Siegle believes ethical fashionistas can exist, and I know from personal experience beginning to shop ethically has NOT meant giving up on style. I have not had to don sackcloth and ashes but rather have changed my mindset and my expectations from the fashion world and for myself. I buy far fewer things now, yes, but those things are far more beautiful. The more I learn about what goes into creating a garment, the more I treasure what I have as well. See my post on not shopping for a month for more on the subject.
*Some other books on this subject on my TBR list are Wear No Evil by Greta Eagan and Overdressed: The Shockingly High Cost of Cheap Fashion by Elizabeth L. Cline.
4. American Wasteland: How America Throws Away Nearly Half Its Food and What We Can Do About It by Jonathan Bloom
Another rec from my sister. I'm eager to read this one myself as this topic is a cultural fight in my own household. I'm French-American and the French half of me dominates when it comes to food as in: "Why throw food out just because it's past its expiration date? Especially if it smells all right?"
My American husband will proceed to look at me like I'm nuts. "You eat rotten cheese if you want."
"Aargh! But it's not rotten!" I'll shout, frustrated that he's being so obtuse. However, nothing I said convinced him one iota, until I pointed out that France had become the first country in the world to ban supermarkets from throwing away or destroying perfectly good food.
Now, he at least doesn't throw my food out, although I still can't quite convince him to ignore expiration dates and smell the food himself. I can't wait to read more about this difference in mentalities and where it comes from.
5. Eaarth: Making a Life on a Tough New Planet by Bill McKibben
Okay, if you've read this far, you're probably pretty tough and you can take this one. Bill McKibben was one of the first to warn about global warming over twenty years ago. Now he claims, not only is global warming upon us but the Earth has been so fundamentally changed it might as well be referred to by a new name: Eaarth. "Our hope depends, McKibben argues, on scaling back — on building the kind of societies and economies that can hunker down, concentrate on essentials, and create the type of community (in the neighborhood, but also on the Internet) that will allow us to weather trouble on an unprecedented scale. Change — fundamental change — is our best hope on a planet suddenly and violently out of balance."

Problems to work on:
A: Write out the whole book-list passage, word for word.
B: Extract every line of the records that contains the string "grain". Case counts.
The records below are unrelated to the book-list passage above.

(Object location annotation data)
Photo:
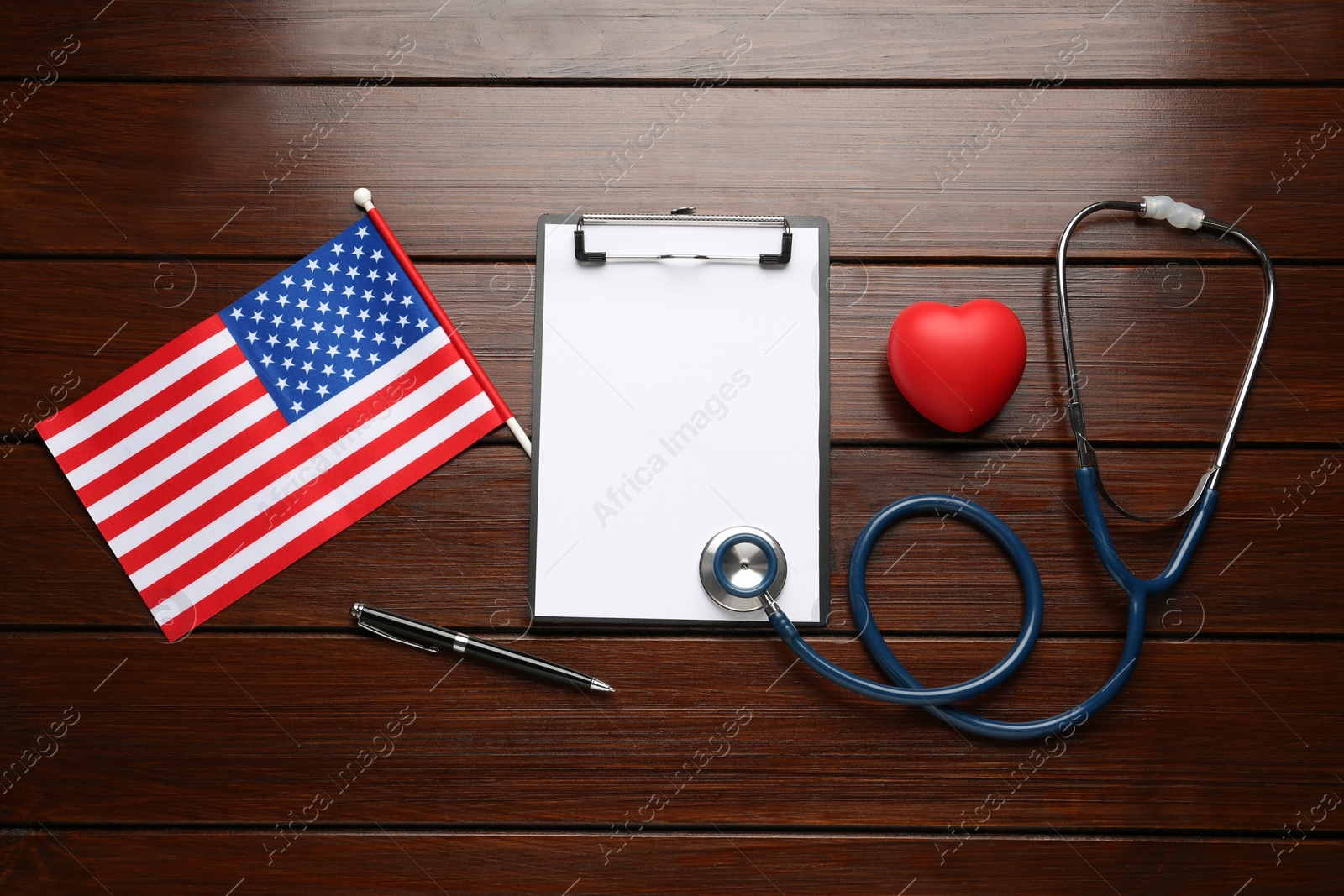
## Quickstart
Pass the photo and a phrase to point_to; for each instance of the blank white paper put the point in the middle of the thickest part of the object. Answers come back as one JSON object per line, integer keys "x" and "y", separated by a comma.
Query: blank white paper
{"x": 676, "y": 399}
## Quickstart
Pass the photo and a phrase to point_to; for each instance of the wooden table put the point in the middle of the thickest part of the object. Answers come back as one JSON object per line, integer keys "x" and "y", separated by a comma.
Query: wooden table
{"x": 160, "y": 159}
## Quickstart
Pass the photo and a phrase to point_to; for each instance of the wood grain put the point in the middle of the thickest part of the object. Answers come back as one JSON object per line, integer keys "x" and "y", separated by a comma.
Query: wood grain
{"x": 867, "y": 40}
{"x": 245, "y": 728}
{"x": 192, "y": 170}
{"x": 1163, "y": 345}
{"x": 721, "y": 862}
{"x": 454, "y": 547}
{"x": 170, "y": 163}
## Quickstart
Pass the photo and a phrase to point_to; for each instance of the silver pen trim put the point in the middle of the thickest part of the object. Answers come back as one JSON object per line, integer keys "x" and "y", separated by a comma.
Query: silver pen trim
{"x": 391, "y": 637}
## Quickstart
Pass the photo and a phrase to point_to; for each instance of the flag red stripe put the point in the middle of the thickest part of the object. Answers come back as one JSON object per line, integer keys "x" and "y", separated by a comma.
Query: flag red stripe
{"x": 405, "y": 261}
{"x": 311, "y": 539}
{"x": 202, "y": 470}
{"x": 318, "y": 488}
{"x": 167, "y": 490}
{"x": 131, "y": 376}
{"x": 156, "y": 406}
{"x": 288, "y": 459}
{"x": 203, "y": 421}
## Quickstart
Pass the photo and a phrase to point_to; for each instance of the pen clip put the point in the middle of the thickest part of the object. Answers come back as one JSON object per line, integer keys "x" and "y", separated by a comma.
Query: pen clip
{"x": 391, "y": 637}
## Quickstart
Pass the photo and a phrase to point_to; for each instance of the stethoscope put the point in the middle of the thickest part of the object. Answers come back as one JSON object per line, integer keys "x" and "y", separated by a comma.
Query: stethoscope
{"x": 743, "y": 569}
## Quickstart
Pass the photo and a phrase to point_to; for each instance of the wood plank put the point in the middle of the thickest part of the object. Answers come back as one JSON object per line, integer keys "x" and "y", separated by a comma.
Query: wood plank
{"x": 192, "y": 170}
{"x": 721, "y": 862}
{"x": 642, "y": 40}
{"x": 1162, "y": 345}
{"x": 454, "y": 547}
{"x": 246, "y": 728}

---

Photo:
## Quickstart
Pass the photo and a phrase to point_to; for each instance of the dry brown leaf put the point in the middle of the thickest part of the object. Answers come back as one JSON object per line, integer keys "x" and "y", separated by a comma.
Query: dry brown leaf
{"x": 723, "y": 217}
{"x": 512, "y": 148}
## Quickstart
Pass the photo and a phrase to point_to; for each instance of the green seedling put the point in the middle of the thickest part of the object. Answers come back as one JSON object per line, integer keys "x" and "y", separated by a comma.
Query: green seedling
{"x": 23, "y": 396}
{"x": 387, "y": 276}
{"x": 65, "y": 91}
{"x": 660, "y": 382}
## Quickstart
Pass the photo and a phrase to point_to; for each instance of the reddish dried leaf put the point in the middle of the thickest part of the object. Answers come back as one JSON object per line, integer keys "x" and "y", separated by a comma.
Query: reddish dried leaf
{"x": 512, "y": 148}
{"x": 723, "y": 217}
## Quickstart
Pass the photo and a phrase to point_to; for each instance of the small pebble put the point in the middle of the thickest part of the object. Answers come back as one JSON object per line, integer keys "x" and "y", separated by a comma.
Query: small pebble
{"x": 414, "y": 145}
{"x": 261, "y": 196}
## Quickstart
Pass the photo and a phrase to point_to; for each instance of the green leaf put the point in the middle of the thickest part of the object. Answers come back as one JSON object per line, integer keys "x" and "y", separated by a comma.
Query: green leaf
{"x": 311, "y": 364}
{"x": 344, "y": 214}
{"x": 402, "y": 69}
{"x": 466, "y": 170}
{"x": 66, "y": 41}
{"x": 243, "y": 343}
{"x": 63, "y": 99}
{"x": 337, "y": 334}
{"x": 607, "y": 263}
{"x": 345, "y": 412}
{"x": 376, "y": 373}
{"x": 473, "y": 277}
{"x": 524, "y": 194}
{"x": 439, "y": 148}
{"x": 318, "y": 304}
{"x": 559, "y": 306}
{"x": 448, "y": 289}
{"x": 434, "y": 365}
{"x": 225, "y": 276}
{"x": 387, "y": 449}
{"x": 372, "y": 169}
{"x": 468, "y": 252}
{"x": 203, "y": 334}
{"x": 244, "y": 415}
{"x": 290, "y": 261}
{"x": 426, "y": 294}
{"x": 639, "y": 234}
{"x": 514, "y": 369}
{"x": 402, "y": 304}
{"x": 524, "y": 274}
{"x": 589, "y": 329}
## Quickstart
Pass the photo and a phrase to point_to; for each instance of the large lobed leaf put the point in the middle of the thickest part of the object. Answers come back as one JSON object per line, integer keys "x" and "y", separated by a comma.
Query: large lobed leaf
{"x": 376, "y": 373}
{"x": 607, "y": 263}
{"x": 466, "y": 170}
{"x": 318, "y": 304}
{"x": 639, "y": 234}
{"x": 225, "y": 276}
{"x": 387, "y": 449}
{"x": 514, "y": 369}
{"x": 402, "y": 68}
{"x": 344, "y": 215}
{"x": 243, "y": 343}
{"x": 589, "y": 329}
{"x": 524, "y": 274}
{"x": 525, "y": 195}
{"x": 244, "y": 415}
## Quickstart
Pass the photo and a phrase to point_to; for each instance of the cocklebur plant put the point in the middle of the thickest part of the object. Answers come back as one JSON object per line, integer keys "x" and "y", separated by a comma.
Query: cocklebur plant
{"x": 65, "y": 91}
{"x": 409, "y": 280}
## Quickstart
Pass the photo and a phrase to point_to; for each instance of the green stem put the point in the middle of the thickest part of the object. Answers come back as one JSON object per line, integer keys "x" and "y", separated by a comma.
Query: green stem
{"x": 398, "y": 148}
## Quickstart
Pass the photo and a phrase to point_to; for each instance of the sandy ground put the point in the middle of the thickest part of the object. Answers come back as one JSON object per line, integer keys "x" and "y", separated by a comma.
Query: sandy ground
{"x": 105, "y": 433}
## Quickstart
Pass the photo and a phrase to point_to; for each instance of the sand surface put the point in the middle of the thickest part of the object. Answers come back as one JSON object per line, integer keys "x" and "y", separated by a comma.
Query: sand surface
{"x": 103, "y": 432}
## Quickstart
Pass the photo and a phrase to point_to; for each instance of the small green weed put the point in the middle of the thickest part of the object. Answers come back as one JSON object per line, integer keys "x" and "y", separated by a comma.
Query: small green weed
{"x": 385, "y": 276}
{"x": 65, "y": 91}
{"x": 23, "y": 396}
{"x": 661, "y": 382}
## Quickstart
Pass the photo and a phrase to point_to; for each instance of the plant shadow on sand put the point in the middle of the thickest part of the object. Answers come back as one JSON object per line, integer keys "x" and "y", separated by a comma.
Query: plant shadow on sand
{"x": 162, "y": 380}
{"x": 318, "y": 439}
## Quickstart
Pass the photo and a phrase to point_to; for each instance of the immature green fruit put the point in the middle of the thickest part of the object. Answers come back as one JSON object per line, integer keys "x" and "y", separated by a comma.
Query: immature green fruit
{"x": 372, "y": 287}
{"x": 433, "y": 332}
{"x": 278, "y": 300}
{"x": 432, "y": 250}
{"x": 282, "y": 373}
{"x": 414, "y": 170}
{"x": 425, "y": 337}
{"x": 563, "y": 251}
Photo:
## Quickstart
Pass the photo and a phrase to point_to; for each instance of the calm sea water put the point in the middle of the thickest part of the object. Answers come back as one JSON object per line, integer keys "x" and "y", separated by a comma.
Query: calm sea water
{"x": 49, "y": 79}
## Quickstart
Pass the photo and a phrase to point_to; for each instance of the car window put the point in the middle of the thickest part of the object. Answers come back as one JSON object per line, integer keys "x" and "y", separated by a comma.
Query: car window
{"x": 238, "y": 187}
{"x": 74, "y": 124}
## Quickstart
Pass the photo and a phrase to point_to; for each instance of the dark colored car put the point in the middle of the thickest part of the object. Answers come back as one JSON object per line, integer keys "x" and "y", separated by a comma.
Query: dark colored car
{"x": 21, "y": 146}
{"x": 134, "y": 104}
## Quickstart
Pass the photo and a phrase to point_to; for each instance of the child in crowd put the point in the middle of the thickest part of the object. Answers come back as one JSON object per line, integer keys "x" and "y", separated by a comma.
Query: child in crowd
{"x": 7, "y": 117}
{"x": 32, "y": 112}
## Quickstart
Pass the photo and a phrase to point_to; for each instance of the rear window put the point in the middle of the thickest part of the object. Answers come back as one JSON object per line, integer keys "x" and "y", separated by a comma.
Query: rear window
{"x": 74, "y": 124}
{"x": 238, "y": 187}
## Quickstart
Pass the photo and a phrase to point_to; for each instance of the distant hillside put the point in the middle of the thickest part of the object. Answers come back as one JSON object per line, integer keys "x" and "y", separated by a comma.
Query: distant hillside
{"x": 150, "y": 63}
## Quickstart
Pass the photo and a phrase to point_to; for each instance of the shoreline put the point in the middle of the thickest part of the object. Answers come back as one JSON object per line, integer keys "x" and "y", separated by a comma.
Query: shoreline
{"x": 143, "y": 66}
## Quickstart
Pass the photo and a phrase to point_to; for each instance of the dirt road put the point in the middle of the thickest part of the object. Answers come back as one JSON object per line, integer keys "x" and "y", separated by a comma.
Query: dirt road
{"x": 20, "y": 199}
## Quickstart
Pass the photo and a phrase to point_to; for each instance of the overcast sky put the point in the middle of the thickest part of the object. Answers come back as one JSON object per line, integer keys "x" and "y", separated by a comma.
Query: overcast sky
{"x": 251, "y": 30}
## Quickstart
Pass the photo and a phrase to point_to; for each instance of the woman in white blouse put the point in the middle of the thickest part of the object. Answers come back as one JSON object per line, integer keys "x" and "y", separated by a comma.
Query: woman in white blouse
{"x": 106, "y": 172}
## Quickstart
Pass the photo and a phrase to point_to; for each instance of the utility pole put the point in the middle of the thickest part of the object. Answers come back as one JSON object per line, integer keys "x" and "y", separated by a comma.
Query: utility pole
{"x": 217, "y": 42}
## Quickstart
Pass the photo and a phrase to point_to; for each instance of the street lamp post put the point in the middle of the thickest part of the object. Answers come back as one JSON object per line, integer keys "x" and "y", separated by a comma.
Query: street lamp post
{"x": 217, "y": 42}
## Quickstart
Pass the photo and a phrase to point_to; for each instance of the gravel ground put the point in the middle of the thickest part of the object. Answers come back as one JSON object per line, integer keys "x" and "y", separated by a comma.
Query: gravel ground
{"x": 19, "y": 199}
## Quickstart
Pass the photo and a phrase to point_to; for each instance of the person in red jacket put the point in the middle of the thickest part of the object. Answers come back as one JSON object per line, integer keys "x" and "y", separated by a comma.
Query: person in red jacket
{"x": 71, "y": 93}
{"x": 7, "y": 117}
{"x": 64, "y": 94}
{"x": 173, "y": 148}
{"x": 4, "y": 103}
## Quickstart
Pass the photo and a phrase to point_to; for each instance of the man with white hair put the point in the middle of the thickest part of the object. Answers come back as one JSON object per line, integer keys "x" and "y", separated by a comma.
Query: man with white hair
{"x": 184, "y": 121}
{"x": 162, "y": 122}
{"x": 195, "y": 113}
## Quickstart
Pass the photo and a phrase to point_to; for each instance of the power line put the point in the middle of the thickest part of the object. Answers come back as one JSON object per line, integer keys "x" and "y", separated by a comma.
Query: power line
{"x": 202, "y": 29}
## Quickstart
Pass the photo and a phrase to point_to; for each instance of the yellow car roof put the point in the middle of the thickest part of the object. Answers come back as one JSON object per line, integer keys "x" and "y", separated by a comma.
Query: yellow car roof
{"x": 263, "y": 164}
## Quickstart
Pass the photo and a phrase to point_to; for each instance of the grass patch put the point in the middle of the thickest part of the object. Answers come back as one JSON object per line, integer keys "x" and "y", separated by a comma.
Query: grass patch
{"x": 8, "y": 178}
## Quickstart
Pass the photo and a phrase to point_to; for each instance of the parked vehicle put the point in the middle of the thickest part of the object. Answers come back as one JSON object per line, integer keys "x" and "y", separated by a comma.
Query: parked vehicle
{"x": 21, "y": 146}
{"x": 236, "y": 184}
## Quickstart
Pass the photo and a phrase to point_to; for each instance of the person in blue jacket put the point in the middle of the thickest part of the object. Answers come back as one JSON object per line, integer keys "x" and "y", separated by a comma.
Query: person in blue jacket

---

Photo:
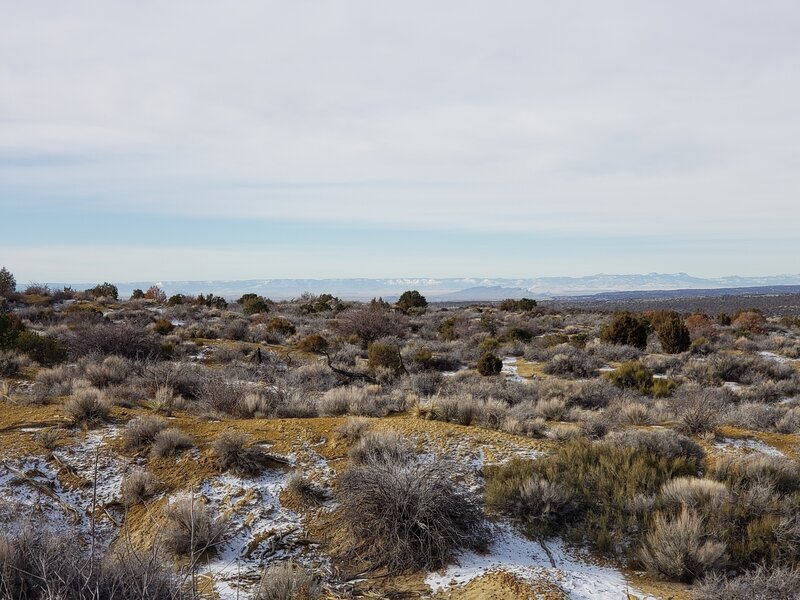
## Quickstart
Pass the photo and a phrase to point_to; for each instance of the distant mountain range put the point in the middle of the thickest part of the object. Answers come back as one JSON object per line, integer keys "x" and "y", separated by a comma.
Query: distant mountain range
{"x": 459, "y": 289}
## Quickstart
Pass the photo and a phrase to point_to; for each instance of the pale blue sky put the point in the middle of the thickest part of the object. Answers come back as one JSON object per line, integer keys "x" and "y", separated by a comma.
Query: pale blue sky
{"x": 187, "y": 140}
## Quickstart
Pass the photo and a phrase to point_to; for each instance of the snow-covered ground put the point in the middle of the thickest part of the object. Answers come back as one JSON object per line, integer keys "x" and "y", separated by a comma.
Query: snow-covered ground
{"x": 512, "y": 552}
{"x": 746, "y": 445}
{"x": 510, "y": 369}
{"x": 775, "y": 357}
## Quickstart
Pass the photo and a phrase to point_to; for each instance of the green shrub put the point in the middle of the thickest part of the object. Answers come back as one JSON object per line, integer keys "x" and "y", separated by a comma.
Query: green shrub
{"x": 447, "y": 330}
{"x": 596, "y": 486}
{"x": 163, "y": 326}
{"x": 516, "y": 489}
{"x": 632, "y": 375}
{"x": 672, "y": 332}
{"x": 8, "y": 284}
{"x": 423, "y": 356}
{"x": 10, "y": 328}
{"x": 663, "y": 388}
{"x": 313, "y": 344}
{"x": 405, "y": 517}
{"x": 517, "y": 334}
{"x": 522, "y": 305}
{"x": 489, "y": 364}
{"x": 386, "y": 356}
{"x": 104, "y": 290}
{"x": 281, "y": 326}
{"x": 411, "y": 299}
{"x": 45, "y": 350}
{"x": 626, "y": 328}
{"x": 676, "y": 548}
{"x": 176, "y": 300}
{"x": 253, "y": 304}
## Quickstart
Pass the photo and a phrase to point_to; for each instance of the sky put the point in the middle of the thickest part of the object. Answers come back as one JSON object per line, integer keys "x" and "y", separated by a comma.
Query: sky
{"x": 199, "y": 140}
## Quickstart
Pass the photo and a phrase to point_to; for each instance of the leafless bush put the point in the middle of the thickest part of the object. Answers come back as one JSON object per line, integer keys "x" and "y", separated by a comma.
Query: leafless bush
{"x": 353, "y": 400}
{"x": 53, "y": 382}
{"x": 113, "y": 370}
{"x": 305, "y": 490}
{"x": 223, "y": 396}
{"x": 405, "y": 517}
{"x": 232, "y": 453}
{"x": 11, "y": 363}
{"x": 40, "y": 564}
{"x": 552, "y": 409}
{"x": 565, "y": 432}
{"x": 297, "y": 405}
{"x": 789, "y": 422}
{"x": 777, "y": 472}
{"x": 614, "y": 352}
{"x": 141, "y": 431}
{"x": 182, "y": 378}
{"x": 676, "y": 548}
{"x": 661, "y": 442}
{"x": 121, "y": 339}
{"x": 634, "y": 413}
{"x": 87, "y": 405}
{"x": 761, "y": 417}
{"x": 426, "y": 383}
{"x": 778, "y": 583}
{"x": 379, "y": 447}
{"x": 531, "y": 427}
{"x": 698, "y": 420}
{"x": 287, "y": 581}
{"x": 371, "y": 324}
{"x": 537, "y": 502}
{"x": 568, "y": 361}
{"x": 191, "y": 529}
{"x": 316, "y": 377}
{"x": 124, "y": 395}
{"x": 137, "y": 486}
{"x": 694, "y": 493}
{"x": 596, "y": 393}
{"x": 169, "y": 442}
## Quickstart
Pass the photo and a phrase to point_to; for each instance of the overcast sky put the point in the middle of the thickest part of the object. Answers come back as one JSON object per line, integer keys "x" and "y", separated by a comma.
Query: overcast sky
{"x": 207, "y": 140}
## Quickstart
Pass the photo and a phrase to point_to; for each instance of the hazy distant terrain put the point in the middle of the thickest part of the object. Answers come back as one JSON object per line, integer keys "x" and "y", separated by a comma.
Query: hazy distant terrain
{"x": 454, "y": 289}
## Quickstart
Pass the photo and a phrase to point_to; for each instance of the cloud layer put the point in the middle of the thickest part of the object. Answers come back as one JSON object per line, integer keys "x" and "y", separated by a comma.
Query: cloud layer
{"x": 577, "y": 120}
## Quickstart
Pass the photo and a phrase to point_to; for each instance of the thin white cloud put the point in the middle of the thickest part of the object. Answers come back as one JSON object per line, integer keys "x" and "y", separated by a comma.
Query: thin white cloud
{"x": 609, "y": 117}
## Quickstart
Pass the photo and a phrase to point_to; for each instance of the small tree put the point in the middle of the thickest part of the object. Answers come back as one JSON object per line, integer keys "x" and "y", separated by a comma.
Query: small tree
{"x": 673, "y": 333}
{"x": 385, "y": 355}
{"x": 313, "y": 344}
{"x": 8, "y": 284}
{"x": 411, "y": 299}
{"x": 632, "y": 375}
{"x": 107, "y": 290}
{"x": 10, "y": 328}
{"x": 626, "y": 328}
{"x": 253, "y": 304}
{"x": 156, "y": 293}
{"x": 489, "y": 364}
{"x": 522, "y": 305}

Expected answers:
A:
Siegle believes ethical fashionistas can exist, and I know from personal experience beginning to shop ethically has NOT meant giving up on style. I have not had to don sackcloth and ashes but rather have changed my mindset and my expectations from the fashion world and for myself. I buy far fewer things now, yes, but those things are far more beautiful. The more I learn about what goes into creating a garment, the more I treasure what I have as well. See my post on not shopping for a month for more on the subject.
*Some other books on this subject on my TBR list are Wear No Evil by Greta Eagan and Overdressed: The Shockingly High Cost of Cheap Fashion by Elizabeth L. Cline.
4. American Wasteland: How America Throws Away Nearly Half Its Food and What We Can Do About It by Jonathan Bloom
Another rec from my sister. I'm eager to read this one myself as this topic is a cultural fight in my own household. I'm French-American and the French half of me dominates when it comes to food as in: "Why throw food out just because it's past its expiration date? Especially if it smells all right?"
My American husband will proceed to look at me like I'm nuts. "You eat rotten cheese if you want."
"Aargh! But it's not rotten!" I'll shout, frustrated that he's being so obtuse. However, nothing I said convinced him one iota, until I pointed out that France had become the first country in the world to ban supermarkets from throwing away or destroying perfectly good food.
Now, he at least doesn't throw my food out, although I still can't quite convince him to ignore expiration dates and smell the food himself. I can't wait to read more about this difference in mentalities and where it comes from.
5. Eaarth: Making a Life on a Tough New Planet by Bill McKibben
Okay, if you've read this far, you're probably pretty tough and you can take this one. Bill McKibben was one of the first to warn about global warming over twenty years ago. Now he claims, not only is global warming upon us but the Earth has been so fundamentally changed it might as well be referred to by a new name: Eaarth. "Our hope depends, McKibben argues, on scaling back — on building the kind of societies and economies that can hunker down, concentrate on essentials, and create the type of community (in the neighborhood, but also on the Internet) that will allow us to weather trouble on an unprecedented scale. Change — fundamental change — is our best hope on a planet suddenly and violently out of balance."

B:
Pass the photo and a phrase to point_to; for each instance of the wood grain put the point in the middle of the thickest part of the object. Answers come back as one JSON object per line, integer keys "x" and "y", separated by a comma.
Query: wood grain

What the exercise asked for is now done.